• _PROBLEM DESCRIPTION_
Quote exactly the lines running from the line with "Pin every instance of the green leaf" to the end of the entries, including both, and nothing else.

-------------------------

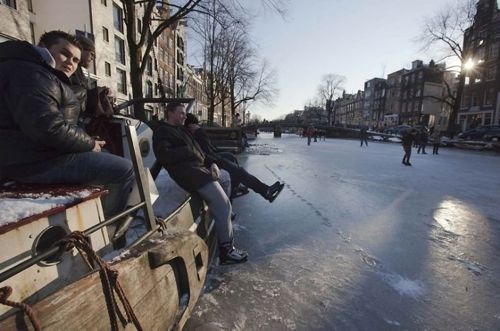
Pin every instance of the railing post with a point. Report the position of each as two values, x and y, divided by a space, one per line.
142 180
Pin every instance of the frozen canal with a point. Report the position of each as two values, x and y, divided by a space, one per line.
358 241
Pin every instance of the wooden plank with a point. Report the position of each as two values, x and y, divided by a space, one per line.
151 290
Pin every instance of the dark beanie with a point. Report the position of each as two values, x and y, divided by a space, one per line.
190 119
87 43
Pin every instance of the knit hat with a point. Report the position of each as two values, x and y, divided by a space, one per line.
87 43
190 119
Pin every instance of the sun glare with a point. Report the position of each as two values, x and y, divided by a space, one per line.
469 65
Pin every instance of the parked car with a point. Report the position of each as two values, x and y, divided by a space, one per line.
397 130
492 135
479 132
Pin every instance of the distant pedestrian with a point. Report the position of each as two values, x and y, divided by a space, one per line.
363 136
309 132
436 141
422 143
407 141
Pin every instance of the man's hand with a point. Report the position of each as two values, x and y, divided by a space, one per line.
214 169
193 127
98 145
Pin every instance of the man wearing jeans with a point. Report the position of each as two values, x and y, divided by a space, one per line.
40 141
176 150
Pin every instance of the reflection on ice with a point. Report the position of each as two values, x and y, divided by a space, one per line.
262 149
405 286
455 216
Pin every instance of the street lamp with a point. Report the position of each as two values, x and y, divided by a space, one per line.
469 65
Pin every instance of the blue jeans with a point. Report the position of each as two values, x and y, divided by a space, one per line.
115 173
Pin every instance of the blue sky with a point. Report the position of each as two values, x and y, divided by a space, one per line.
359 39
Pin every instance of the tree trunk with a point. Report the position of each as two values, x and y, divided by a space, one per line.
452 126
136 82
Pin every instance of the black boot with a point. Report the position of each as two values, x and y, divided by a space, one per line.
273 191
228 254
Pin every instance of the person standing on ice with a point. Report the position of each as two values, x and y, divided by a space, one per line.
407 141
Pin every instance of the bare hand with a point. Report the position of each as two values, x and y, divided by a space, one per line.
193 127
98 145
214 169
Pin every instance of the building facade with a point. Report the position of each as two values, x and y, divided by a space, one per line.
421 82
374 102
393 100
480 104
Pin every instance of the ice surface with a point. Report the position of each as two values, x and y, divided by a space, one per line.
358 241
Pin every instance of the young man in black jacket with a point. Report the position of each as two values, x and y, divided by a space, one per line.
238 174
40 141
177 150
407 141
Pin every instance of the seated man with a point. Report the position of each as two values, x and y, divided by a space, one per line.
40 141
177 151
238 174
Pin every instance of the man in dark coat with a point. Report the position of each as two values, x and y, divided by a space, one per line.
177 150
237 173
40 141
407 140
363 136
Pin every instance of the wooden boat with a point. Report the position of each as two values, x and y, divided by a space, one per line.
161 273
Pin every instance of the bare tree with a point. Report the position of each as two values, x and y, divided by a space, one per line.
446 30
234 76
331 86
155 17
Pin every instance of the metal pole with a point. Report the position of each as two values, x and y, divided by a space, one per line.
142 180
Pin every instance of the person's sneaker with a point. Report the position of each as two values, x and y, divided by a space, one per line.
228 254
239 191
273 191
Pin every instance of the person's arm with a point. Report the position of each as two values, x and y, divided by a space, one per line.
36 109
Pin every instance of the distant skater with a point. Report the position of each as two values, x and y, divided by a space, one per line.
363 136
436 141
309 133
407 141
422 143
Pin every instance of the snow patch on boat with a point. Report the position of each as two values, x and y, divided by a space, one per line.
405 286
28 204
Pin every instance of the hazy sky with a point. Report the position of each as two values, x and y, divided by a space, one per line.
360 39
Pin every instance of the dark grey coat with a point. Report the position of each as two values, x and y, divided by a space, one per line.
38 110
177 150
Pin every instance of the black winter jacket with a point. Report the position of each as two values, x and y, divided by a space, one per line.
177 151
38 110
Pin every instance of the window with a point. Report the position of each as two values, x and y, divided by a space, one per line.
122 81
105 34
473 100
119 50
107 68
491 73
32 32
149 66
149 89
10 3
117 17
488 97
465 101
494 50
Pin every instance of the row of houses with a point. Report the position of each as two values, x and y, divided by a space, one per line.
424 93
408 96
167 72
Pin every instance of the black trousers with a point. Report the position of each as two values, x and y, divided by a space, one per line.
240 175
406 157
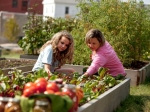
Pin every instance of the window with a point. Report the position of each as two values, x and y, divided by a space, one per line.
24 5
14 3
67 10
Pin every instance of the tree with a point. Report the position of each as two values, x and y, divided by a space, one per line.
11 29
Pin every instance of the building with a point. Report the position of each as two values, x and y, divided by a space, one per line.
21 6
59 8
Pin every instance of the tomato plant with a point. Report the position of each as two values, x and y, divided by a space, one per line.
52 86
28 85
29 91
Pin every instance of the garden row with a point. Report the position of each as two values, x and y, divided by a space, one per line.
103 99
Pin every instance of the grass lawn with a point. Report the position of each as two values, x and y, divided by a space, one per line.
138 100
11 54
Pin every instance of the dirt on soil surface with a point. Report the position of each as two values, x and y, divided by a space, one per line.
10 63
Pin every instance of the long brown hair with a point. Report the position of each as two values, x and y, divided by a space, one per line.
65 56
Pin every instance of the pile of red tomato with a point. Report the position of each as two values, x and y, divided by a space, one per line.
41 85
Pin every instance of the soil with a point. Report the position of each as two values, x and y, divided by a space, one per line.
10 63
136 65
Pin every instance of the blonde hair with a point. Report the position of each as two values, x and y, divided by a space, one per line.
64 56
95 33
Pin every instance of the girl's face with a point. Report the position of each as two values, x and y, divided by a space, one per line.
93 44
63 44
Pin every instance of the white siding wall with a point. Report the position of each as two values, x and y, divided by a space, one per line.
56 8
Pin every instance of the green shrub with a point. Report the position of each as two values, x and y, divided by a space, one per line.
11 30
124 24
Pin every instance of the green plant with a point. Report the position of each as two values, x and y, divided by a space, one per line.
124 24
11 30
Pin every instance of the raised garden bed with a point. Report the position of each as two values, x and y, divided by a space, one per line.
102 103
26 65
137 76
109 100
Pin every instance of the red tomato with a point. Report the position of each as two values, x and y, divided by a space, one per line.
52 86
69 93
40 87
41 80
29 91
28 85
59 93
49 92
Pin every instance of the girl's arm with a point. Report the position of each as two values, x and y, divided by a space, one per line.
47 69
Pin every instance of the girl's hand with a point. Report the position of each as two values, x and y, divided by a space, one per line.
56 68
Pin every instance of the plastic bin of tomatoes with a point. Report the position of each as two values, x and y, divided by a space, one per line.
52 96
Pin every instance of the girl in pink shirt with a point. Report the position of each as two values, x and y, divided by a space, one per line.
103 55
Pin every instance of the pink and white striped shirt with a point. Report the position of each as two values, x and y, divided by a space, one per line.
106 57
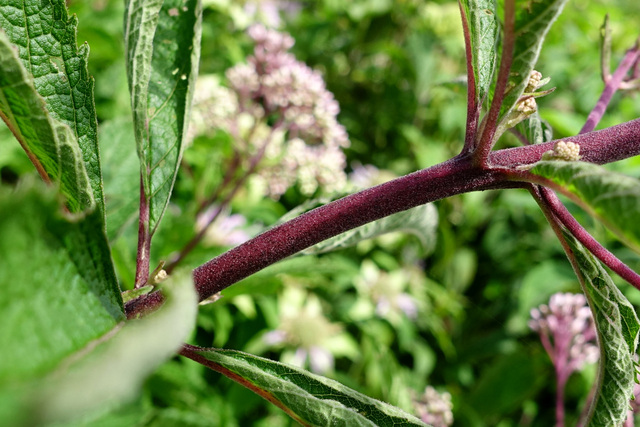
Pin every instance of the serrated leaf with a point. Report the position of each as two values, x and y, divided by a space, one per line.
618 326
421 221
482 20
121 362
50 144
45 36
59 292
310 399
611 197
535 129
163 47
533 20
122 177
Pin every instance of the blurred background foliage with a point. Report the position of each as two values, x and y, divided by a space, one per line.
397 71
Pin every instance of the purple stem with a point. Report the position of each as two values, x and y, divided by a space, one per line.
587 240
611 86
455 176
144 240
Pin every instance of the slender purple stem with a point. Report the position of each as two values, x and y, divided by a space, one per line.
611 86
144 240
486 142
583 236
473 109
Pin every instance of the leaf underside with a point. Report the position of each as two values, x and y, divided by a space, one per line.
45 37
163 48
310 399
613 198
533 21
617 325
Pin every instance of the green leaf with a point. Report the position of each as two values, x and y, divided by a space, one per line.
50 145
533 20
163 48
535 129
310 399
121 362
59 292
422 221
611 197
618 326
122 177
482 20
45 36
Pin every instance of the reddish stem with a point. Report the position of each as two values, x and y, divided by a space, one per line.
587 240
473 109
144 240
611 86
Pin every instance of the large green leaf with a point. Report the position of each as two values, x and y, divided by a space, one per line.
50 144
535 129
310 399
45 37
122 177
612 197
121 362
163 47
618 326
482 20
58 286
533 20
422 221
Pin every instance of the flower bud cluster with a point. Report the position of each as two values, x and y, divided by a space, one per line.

-------------------------

• _COMPLETE ANSWER_
Pin every instance of the green leaf with a point. Report the position of each as two values, x and y, divided by a space, one per line.
50 145
533 20
163 48
535 129
310 399
121 362
59 292
422 221
611 197
618 326
122 177
482 20
45 36
Pin every instance of the reddish stem with a point. Report the position of each as two values, x and y, divided by a space, one per line.
587 240
473 109
144 240
611 86
Pin every instance of the large green leaf with a point. Report the position of each as two values, x and y, divided by a space, one per line.
50 144
535 129
310 399
45 37
122 177
612 197
121 362
163 47
618 326
482 20
58 286
533 20
422 221
Pin every instance of the flower bud cluster with a point. Report the position of each as two values, x and y, divided by a space, one per line.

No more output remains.